**What the task asks:** Go through the listing and copy each line with the string "graphic".

**Input records:**
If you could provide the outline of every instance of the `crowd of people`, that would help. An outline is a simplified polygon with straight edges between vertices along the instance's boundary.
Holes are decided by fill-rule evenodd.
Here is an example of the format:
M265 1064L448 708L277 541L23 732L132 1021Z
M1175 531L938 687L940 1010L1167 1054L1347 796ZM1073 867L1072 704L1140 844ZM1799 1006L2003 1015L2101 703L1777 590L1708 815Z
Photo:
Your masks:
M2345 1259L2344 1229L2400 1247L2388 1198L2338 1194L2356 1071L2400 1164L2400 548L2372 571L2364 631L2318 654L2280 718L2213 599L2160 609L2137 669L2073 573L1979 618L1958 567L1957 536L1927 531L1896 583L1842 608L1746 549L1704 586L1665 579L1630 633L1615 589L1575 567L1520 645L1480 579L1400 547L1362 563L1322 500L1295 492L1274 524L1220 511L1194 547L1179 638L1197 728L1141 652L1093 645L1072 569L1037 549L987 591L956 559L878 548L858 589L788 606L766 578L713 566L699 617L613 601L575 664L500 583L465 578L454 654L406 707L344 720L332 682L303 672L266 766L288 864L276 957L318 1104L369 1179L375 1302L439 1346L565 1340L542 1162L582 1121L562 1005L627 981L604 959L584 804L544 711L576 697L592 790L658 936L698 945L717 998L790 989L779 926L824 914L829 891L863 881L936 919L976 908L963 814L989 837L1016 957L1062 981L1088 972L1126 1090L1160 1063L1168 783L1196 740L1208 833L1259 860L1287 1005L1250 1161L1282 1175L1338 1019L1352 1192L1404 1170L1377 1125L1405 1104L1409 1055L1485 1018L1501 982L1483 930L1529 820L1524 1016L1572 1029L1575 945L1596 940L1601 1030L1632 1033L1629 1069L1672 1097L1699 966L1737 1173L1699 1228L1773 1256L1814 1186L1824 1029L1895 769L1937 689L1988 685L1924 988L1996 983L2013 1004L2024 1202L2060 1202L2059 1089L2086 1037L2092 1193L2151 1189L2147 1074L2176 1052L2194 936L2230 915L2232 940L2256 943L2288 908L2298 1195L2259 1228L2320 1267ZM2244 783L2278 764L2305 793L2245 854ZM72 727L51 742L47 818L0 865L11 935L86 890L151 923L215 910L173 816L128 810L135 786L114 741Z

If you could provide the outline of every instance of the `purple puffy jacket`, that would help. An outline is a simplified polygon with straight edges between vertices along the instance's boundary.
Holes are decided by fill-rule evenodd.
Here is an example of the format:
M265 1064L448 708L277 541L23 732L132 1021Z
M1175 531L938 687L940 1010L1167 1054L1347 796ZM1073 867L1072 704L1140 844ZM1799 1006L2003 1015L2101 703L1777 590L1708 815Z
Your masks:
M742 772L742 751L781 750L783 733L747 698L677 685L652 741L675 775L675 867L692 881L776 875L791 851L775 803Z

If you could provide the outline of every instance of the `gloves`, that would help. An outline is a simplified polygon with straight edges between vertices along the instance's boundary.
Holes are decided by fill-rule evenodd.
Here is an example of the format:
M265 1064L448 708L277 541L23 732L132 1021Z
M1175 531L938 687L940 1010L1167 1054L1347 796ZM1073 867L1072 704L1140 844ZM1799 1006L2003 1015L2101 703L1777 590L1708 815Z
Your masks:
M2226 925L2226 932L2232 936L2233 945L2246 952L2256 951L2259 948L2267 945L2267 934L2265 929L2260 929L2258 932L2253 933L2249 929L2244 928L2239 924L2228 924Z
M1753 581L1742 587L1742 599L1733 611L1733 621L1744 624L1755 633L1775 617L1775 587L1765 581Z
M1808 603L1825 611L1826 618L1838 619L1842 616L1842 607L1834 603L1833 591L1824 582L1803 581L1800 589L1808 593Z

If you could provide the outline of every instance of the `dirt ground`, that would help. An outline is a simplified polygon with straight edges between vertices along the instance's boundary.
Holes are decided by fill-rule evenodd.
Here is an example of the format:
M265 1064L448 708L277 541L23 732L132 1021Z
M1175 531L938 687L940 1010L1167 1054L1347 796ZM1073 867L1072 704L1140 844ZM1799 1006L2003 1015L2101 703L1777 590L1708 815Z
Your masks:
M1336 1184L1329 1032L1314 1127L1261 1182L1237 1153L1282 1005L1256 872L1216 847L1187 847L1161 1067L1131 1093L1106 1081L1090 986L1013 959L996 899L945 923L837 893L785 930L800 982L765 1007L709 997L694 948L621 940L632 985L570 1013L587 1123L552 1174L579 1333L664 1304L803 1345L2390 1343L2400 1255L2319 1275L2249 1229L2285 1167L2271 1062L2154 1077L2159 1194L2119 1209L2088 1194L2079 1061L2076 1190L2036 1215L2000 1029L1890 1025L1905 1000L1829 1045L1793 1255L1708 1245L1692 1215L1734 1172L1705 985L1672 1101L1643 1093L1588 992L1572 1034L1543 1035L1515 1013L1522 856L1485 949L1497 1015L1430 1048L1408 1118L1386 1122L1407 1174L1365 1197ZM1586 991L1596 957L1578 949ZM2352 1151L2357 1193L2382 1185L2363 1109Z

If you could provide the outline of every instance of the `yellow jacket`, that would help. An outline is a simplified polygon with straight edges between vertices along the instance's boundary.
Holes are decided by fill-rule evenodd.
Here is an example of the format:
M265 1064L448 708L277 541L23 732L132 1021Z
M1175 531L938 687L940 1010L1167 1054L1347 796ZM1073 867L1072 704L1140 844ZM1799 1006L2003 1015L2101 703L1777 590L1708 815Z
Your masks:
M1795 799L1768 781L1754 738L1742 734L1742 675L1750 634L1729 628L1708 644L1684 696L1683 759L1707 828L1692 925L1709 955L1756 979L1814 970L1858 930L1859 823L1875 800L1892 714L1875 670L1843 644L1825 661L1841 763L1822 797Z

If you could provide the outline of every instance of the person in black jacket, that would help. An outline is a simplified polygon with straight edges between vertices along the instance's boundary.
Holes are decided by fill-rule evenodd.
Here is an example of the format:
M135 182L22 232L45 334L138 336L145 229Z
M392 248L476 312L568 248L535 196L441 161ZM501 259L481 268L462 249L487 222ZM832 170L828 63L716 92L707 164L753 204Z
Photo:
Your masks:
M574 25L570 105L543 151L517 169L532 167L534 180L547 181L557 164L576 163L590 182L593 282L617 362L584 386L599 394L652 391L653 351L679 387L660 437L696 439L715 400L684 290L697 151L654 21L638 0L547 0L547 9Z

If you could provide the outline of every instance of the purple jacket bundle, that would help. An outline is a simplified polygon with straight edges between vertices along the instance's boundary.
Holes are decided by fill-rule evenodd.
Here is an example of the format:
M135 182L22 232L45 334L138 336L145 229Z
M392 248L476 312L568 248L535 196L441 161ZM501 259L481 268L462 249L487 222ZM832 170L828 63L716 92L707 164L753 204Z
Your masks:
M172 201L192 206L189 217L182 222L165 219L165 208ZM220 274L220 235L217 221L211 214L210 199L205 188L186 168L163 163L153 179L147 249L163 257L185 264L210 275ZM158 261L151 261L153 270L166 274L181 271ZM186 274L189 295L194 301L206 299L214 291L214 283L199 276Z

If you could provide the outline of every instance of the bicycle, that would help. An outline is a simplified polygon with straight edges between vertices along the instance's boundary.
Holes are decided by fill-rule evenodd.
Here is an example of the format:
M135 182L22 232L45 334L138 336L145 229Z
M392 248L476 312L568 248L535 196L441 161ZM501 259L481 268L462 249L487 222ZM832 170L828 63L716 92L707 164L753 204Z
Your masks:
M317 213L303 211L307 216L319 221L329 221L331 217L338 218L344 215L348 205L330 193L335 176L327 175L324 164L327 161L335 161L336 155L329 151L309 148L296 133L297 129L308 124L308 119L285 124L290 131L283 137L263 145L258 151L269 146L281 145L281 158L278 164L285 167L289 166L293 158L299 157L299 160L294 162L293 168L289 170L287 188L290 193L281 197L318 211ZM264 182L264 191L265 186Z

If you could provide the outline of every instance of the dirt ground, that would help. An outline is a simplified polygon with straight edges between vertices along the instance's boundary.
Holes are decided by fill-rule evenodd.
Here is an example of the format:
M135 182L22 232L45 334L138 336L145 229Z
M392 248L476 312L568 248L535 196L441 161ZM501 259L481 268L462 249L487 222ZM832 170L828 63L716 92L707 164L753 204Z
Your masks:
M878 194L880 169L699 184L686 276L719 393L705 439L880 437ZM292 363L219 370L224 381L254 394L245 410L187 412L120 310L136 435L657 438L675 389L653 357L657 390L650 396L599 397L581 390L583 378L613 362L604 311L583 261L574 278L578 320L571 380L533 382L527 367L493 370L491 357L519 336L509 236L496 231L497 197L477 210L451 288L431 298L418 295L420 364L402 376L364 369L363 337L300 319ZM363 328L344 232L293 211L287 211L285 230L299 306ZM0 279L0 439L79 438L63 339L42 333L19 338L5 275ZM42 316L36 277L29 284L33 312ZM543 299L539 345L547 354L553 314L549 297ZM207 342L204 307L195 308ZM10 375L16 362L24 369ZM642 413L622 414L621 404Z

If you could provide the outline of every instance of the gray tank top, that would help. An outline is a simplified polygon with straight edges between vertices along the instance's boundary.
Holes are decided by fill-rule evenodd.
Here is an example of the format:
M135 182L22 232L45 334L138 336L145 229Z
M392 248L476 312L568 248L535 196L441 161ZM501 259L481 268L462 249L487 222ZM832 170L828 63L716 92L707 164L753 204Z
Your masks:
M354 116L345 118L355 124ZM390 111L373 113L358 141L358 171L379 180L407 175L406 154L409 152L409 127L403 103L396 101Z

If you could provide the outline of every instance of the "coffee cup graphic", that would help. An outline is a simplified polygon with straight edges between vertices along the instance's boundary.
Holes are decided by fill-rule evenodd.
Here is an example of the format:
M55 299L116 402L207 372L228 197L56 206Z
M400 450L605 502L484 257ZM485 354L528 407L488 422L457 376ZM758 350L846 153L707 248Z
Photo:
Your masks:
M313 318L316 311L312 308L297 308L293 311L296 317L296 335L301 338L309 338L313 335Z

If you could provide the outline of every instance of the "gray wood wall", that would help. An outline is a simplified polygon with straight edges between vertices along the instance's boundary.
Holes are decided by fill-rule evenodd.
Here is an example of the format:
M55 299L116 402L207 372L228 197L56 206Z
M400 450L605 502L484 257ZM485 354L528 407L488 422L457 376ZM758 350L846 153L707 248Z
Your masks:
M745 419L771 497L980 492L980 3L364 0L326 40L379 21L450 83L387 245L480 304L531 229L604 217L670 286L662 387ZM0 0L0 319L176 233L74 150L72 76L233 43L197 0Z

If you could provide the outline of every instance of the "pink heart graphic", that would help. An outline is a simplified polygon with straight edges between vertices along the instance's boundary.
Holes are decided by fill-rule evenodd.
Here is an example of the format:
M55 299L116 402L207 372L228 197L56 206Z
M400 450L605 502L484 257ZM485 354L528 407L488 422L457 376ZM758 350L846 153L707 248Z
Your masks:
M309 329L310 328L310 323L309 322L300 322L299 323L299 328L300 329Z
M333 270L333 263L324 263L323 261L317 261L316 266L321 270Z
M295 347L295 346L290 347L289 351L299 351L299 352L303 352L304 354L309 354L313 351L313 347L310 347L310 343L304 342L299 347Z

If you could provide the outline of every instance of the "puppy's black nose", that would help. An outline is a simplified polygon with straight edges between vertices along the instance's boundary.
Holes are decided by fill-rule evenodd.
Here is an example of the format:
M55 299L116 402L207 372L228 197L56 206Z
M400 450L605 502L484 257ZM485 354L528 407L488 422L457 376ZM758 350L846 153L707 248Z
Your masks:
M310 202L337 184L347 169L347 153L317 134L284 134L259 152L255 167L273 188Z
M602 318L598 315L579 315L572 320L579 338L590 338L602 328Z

**Result below:**
If you could provide the outline of every instance of the "coffee cup graphic", that would help. An outline is a simplified polygon with straight edges between vertices along the instance's boundary.
If you could provide the outline of every instance of the "pink heart graphic", that would help. An outline is a simplified polygon with straight edges between vertices along the instance's boundary.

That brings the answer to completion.